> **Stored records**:

--- START ---

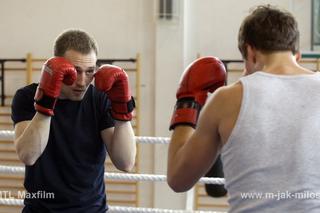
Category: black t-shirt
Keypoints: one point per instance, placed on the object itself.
(72, 164)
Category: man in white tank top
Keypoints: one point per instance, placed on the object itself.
(266, 126)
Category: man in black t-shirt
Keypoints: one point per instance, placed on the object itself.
(64, 126)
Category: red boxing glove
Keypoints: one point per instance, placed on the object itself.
(113, 80)
(54, 71)
(202, 76)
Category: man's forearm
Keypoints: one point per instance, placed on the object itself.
(31, 141)
(123, 146)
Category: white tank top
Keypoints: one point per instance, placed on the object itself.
(272, 158)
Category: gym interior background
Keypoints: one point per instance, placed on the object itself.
(166, 38)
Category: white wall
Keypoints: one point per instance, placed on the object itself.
(126, 27)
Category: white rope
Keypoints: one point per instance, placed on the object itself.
(153, 140)
(9, 135)
(120, 176)
(19, 202)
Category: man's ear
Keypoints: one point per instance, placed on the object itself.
(251, 53)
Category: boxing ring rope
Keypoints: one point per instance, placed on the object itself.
(9, 135)
(18, 202)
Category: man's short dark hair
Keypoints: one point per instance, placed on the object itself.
(74, 39)
(269, 29)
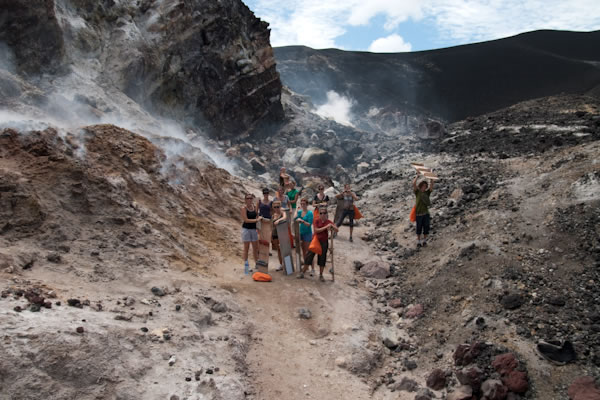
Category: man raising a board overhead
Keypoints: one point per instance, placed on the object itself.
(422, 192)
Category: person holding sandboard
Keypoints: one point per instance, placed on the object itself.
(322, 226)
(422, 192)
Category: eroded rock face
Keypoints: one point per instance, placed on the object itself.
(206, 62)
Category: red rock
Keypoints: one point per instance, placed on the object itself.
(396, 303)
(436, 380)
(584, 388)
(414, 311)
(505, 363)
(516, 381)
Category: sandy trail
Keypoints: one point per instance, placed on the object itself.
(293, 357)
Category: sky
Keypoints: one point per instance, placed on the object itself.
(389, 26)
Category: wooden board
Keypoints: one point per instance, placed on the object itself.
(297, 244)
(285, 247)
(426, 172)
(338, 210)
(264, 245)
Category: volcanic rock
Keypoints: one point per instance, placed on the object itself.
(375, 269)
(584, 388)
(493, 389)
(436, 379)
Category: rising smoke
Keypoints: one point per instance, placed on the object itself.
(338, 108)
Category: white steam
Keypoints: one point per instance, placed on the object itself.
(338, 108)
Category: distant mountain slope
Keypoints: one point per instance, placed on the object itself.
(450, 83)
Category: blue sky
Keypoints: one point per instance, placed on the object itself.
(413, 25)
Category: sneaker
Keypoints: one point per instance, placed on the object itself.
(556, 352)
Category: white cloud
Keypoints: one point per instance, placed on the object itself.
(390, 44)
(318, 23)
(338, 108)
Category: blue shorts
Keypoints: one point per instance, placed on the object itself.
(307, 237)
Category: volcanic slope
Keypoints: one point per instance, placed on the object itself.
(451, 83)
(514, 253)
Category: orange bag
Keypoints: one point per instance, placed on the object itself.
(315, 245)
(357, 214)
(261, 277)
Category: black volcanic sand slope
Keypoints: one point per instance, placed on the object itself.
(450, 83)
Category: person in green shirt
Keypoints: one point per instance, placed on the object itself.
(422, 192)
(293, 194)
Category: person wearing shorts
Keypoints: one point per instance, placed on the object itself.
(250, 217)
(422, 192)
(277, 216)
(305, 218)
(348, 208)
(322, 227)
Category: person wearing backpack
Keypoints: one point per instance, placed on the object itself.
(422, 192)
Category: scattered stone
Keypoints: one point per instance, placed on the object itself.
(219, 307)
(493, 389)
(375, 270)
(461, 393)
(516, 381)
(436, 379)
(407, 385)
(584, 388)
(414, 311)
(75, 303)
(505, 363)
(410, 364)
(470, 376)
(466, 353)
(389, 337)
(424, 394)
(396, 303)
(512, 301)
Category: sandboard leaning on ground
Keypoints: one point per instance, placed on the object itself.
(264, 244)
(297, 244)
(285, 247)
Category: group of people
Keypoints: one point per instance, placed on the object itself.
(286, 199)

--- END ---

> **Given problem**: Transcribe every one of the lines above verbatim, from beginning to end. Omit the pictures from your answer.

> **Complete response**:
Category: black t-shirt
Keypoints: one point per instance, placed on the object itself.
(72, 164)
Category: man in white tank top
Keypoints: one point per instance, placed on the object itself.
(266, 126)
Category: man in black t-shirt
Keypoints: one point per instance, placed on the object itself.
(64, 126)
Category: red boxing glove
Keypoints: one point per instance, placed on the object itself.
(113, 80)
(54, 71)
(202, 76)
Category: man's forearm
Keypoints: one point per instance, placed on the object itself.
(31, 141)
(123, 146)
Category: white tank top
Keypoints: one point per instance, placed on the object itself.
(272, 158)
Category: gym interior background
Keypoints: one point per instance, placed on the object itself.
(166, 38)
Category: white wall
Keypoints: one point per instance, placed on the object itself.
(126, 27)
Category: white rope
Keypoints: one point per instance, placed on the object itself.
(153, 140)
(9, 135)
(120, 176)
(19, 202)
Category: man's ear
Keypoints: one point per instance, placed on the object itself.
(251, 53)
Category: boxing ring rope
Keypoints: one point per instance, placed on the object itself.
(9, 135)
(18, 202)
Category: man's short dark hair
Keypoints: one point per instance, placed on the object itself.
(74, 39)
(269, 29)
Category: man raising a board overhead
Keypoints: one point per instance, placed on the object itself.
(422, 192)
Category: person holding sandboard
Keypoints: one point per instance, placed on the object itself.
(322, 226)
(422, 192)
Category: eroded rock face
Keypoints: one point per instance, placed on the object itself.
(206, 62)
Category: red rock
Keypoints: one point per instance, placed on the object itself.
(396, 303)
(436, 380)
(584, 388)
(414, 311)
(505, 363)
(516, 381)
Category: sandy trail
Keypoints: one point per instance, placed on the object itself.
(293, 357)
Category: sky
Keypoints: one point per instance, placed on the object itself.
(389, 26)
Category: wooden board
Keypoints: one point per instance, placed on the object itself.
(297, 244)
(285, 247)
(426, 172)
(338, 210)
(264, 245)
Category: volcanic rock
Keypoints: one point per instance, placed on the object itself.
(375, 269)
(584, 388)
(493, 389)
(436, 379)
Category: rising smoke
Keypoints: one point per instance, placed on the object itself.
(338, 108)
Category: white steam
Keypoints: one point per instance, placed on the object itself.
(338, 108)
Category: distant mountain slope
Keypoints: one point per instance, placed on the object itself.
(450, 83)
Category: blue sky
Keypoints: one point per instance, placed on the object itself.
(413, 25)
Category: sneaker
Keypoints: one point per instance, placed on the object itself.
(556, 352)
Category: white cloud
Keypoints: one point per instance, placed on the object itself.
(390, 44)
(318, 23)
(338, 108)
Category: blue shorts
Keypoints: one point per instance, placed on the object itself.
(307, 237)
Category: volcanic slope
Keypoints: one point per instance, placed on the object itself.
(451, 83)
(514, 253)
Category: orange bag
Keypoints: one point per instance, placed on the object itself.
(315, 245)
(357, 214)
(261, 277)
Category: black volcanic sand slope
Keypoints: one point per instance, placed on the object itself.
(450, 83)
Category: person in green shirt
Keypoints: one point per instance, placed on the object itself.
(422, 192)
(293, 194)
Category: person wearing shorts
Keypoints: one point per instance, placed on the object itself.
(250, 217)
(422, 192)
(277, 216)
(305, 218)
(348, 208)
(322, 227)
Category: person wearing backpack
Keypoints: one point per instance, placed on the object itself.
(422, 192)
Category: scattered stone
Keypoints: one point per instance, placed on the object itself.
(219, 307)
(493, 389)
(375, 270)
(461, 393)
(516, 381)
(436, 379)
(407, 385)
(584, 388)
(414, 311)
(75, 303)
(505, 363)
(410, 364)
(470, 376)
(466, 353)
(389, 337)
(424, 394)
(396, 303)
(512, 301)
Category: sandboard leaning on ground
Keypoints: one point per instance, placed on the object itself.
(264, 244)
(297, 244)
(285, 247)
Category: group of people
Keypoints: one point per instance, placed on the object itself.
(286, 199)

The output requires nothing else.